**WHAT YOU HAVE TO DO:**
Below is a set of records; print all of them exactly as written.

[MATERIAL FOR THIS EXERCISE Boundary: Start]

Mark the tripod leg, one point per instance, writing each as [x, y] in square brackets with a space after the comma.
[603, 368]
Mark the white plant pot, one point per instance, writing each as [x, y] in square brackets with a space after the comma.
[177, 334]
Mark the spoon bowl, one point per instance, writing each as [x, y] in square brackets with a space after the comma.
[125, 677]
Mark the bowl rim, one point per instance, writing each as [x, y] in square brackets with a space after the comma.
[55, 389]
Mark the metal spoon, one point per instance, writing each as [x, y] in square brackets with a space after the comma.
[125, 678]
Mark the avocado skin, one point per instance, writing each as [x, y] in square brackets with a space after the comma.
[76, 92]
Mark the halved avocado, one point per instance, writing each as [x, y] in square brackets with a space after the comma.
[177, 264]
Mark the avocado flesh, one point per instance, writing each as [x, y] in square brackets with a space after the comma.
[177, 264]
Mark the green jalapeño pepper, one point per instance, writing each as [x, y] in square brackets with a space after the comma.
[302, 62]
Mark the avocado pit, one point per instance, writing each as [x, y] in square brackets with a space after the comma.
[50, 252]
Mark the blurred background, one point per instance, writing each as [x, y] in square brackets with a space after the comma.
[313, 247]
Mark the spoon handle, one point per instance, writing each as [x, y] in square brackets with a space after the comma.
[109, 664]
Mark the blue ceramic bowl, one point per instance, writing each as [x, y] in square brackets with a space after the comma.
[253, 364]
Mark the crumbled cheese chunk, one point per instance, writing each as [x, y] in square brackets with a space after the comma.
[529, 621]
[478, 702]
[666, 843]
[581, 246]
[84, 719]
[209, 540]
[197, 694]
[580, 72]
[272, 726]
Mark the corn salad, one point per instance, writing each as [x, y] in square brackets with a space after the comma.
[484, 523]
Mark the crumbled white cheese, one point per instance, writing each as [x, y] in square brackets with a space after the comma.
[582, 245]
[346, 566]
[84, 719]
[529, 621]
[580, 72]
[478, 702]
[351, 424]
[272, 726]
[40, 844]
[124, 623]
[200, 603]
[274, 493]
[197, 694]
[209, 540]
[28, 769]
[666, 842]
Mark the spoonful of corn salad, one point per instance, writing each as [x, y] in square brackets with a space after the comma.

[MATERIAL FOR THIS EXERCISE Boundary: End]

**ANSWER TO THIS TASK:**
Mark the tripod leg, one point per instance, writing each as [x, y] in square brackets with a space after the comma.
[603, 368]
Mark the white plant pot, one point per instance, writing each as [x, y] in square brackets with a space after the comma.
[177, 334]
Mark the spoon bowl, one point per instance, writing each as [x, y] in square brackets with a space after the comma.
[125, 677]
Mark the bowl rim, one point per instance, writing each as [x, y] in square brackets with a space after the comma.
[55, 389]
Mark the metal spoon, one point per instance, writing each as [x, y] in square brackets with a space after the comma.
[125, 678]
Mark the avocado skin, one point per instance, writing each as [x, y] in square brackets with a space after the comma.
[76, 92]
Mark the halved avocado, one point per instance, writing each as [x, y] in square brackets with a space after the comma.
[177, 264]
Mark the avocado flesh, one point per instance, writing each as [x, y] in square brackets with a space after the comma.
[177, 264]
Mark the green jalapeño pepper, one point per instance, writing each as [x, y] in square brackets with a space after the comma.
[302, 62]
Mark the avocado pit, one point per instance, writing each as [x, y] in square brackets with a space after the comma.
[50, 252]
Mark the blurred background, one point per instance, writing each as [x, y] in square brackets with a space after the comma.
[313, 247]
Mark the spoon handle, one point per instance, writing each as [x, y] in square brackets with a space after the comma.
[109, 664]
Mark the blue ceramic bowl, one point per instance, writing each as [x, y] in square brackets with a space after the comma.
[253, 364]
Mark the crumbled cheese chunk, one point per instance, writing each as [x, y] in square brackets with a space after the comma.
[529, 621]
[478, 702]
[666, 843]
[581, 246]
[84, 719]
[209, 540]
[197, 694]
[580, 72]
[272, 726]
Mark the corn salad, one point per instance, writing each as [x, y] in square brackets with a space after the comma.
[484, 523]
Mark the crumbled white cheese, one point per instance, writing each as [x, y] in square brackets with a space after the comma.
[582, 245]
[346, 566]
[84, 719]
[529, 621]
[580, 72]
[478, 702]
[351, 424]
[272, 726]
[40, 844]
[124, 623]
[200, 603]
[274, 493]
[197, 694]
[209, 540]
[28, 769]
[666, 842]
Mark the spoonful of corn salad, one point per instance, writing each as [x, y] in square brackets with a space after the comma.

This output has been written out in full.